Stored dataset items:
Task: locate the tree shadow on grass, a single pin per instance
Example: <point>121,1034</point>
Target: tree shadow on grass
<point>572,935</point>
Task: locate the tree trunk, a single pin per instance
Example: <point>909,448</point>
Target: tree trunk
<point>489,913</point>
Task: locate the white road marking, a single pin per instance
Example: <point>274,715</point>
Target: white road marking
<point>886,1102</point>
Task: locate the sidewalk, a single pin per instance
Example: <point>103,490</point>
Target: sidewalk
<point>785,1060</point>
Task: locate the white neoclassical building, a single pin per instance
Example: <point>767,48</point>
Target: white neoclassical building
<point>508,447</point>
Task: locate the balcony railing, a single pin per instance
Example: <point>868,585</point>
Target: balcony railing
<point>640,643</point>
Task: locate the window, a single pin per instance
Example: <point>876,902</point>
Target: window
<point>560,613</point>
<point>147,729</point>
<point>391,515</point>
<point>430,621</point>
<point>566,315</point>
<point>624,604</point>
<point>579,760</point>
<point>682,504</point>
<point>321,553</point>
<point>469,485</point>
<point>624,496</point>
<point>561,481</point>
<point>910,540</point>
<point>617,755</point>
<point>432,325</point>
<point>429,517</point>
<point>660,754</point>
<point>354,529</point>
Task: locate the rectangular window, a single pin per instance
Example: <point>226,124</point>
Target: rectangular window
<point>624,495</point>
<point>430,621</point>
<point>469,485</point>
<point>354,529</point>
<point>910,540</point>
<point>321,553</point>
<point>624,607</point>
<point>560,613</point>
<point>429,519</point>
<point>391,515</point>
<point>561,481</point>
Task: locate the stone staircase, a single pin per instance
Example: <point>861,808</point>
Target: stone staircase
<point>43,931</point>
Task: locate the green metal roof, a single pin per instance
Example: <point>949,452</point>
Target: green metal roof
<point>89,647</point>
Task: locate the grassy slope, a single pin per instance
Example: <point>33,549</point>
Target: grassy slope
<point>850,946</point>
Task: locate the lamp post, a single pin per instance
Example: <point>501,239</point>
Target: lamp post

● Work instructions: Output the line holding "Task: locate the rectangular", then every later line through the end of the records above, exactly as given and nothing else.

● Solution for this exercise:
Task: locate the rectangular window, a single pin per instance
Example: <point>226,124</point>
Target: rectangular window
<point>624,495</point>
<point>430,621</point>
<point>469,485</point>
<point>354,529</point>
<point>910,540</point>
<point>321,553</point>
<point>624,607</point>
<point>560,613</point>
<point>429,519</point>
<point>391,515</point>
<point>561,481</point>
Task: locate the stone staircase, a single pin per instance
Example: <point>861,808</point>
Target: stone staircase
<point>43,931</point>
Task: locate the green metal roof, a single pin per instance
Example: <point>949,452</point>
Target: green metal roof
<point>89,647</point>
Task: locate the grassy slope, a single pin per instance
Example: <point>33,549</point>
Target: grassy slope
<point>850,946</point>
Task: locate the lamp post, a single pin per instance
Example: <point>501,239</point>
Target: lamp post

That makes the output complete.